ARTICLE:
------------------------------------------------------------------------

Hole In the Wall Renews Lease

Historic music venue gets five more years

In September, the future looked bleak for Hole in the Wall. The 41-year-old live music venue’s lease was expiring and owner Will Tanner held little hope that he and his landlord could come to terms on a rental agreement for the University of Texas campus-area property.

Today, in a sweet twist of fate, the ink is drying on a contract that will keep the Hole in place for another five years.

East Side King’s Paul Qui and Will Tanner (right) at Hole in the Wall in 2012. The former’s business will exit the site come January. (Photo by Shelley Hiam)

Credit community support from – of all places – the real estate industry for the club’s continued survival. After word of its uncertain future got out, Phil Morris of local brokers Retail Solutions offered Tanner help.

“[Morris] said, ‘I’ve been playing at that bar for well over a decade and I want to help,’” recounts Tanner. “But I was concerned, because the problem was money. I couldn’t afford to pay his commission. So he, David Simmonds, and Robby Eaves from Retail Solutions stepped in and worked my negotiations pro bono.”

The brokerage firm spent two months hammering out a deal with Cencor Realty that satisfied both parties. Tanner confirms that a contract was signed on Wednesday, giving him a five-year lease at 2538 Guadalupe beginning January 1. He declined to specify an exact figure, indicating that it was higher than his current rent of $15,000 monthly, but still manageable.

------------------------------------------------------------------------

COLLECTED MATERIAL:
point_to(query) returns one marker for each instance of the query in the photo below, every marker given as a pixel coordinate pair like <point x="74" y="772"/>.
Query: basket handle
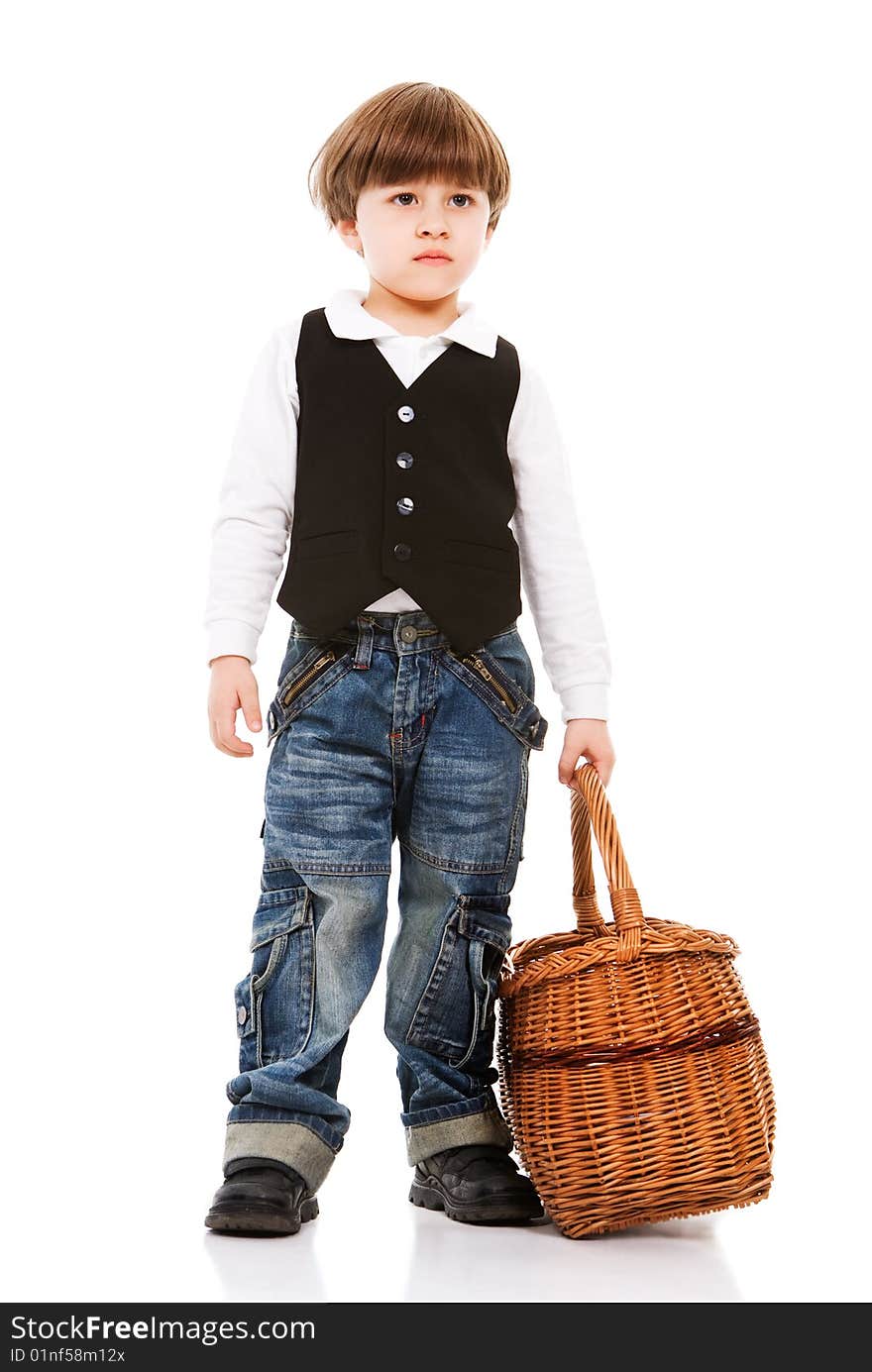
<point x="591" y="811"/>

------------------------------------------------------------------------

EXERCISE GOAL:
Transcribe the passage of the Hole in the Wall article from "In September, the" up to and including "Texas campus-area property.".

ANSWER TO THIS PROBLEM:
In September, the future looked bleak for Hole in the Wall. The 41-year-old live music venue’s lease was expiring and owner Will Tanner held little hope that he and his landlord could come to terms on a rental agreement for the University of Texas campus-area property.